Please extract every line in the records below that contains the string "outline" and copy each one in full. Case counts when matching.

EXTRACTED RECORDS:
** begin **
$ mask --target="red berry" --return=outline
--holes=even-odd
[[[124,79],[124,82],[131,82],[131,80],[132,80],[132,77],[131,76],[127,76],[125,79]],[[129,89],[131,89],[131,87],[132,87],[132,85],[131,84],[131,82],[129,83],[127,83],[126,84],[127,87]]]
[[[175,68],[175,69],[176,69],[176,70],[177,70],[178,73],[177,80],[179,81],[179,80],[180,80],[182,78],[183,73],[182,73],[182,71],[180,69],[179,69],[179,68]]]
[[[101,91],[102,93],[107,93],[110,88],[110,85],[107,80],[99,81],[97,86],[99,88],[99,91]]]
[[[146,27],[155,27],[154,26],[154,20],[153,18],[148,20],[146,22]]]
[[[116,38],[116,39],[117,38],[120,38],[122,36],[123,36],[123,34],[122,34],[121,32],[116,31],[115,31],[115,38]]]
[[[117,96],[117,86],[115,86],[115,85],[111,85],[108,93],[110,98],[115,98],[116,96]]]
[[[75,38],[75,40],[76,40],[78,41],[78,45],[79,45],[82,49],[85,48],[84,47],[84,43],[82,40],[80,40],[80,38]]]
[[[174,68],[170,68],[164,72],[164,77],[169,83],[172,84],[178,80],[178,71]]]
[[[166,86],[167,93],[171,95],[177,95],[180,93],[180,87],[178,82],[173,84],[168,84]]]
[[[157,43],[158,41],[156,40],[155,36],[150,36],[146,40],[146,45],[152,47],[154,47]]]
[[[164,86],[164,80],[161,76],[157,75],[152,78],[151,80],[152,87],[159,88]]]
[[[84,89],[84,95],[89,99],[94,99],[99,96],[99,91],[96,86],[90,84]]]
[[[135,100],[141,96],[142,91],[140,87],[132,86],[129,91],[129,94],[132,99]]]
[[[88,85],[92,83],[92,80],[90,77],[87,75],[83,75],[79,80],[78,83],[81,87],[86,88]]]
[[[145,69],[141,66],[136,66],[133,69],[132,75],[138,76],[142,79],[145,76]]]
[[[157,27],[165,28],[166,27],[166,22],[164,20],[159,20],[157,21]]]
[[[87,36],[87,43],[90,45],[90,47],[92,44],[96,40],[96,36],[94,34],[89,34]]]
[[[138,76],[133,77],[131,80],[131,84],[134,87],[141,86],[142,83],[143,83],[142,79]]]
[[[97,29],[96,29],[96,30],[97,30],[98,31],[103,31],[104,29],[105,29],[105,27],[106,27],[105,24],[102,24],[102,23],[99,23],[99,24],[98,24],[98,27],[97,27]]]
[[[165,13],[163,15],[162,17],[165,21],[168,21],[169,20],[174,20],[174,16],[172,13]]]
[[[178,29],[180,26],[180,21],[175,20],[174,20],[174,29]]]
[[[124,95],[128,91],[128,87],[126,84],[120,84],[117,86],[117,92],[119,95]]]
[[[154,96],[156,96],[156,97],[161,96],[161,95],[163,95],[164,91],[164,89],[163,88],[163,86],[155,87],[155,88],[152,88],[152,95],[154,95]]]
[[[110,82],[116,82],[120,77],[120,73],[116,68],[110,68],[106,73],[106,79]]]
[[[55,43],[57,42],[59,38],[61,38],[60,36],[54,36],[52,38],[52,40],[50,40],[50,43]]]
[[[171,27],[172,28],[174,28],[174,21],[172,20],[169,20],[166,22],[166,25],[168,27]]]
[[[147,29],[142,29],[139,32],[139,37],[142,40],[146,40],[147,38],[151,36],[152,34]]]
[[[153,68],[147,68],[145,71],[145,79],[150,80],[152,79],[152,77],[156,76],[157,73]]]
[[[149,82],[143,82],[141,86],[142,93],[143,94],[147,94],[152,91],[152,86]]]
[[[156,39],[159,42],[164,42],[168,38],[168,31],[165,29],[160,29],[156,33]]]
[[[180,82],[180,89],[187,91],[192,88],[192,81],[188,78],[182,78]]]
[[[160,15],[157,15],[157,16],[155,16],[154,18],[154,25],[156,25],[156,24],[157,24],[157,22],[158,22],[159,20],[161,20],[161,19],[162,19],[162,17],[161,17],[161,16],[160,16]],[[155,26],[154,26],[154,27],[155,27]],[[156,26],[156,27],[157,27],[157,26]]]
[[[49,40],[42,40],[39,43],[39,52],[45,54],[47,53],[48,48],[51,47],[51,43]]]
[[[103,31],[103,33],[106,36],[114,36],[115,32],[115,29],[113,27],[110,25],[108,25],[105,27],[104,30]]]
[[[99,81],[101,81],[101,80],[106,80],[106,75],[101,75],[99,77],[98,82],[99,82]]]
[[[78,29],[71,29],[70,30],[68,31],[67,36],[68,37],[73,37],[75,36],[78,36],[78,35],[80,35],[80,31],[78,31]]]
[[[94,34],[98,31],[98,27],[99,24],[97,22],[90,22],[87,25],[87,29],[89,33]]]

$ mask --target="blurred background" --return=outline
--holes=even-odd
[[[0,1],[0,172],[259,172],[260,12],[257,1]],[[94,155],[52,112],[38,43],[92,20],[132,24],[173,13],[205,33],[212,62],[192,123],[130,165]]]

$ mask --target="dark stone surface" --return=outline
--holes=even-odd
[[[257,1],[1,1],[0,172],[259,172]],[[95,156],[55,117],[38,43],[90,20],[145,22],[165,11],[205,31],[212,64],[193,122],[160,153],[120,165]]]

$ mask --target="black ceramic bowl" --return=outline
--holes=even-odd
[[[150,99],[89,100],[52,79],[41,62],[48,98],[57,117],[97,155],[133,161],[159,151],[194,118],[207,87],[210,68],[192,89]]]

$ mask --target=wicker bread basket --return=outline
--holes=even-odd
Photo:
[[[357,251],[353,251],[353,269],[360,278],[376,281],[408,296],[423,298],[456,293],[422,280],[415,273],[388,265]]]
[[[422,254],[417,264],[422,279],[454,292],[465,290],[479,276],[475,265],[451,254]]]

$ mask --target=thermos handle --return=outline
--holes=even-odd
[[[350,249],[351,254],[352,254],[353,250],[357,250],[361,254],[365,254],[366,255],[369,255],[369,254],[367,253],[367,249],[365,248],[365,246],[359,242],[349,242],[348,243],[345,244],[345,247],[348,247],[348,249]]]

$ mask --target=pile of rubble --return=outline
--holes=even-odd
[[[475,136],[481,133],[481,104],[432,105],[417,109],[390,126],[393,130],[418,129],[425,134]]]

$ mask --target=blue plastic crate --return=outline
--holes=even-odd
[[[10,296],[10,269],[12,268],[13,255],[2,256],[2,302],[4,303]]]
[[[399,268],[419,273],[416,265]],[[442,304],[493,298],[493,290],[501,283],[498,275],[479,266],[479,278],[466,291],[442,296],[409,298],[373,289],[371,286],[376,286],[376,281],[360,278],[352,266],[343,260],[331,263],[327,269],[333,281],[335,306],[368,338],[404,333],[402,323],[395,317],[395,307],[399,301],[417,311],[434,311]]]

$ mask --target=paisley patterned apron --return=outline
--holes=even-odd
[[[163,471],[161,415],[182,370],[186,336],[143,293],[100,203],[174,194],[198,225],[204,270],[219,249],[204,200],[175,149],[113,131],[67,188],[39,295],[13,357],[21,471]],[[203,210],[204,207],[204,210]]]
** end **
OUTPUT OF THE TASK:
$ mask --target="red berry" --return=outline
$ mask --target="blurred background" --return=outline
$ mask --target="dark stone surface" --return=outline
$ mask --target="black ceramic bowl" --return=outline
$ mask --target=wicker bread basket --return=outline
$ mask --target=thermos handle --return=outline
$ mask --target=pile of rubble --return=outline
$ mask --target=blue plastic crate --return=outline
$ mask --target=paisley patterned apron --return=outline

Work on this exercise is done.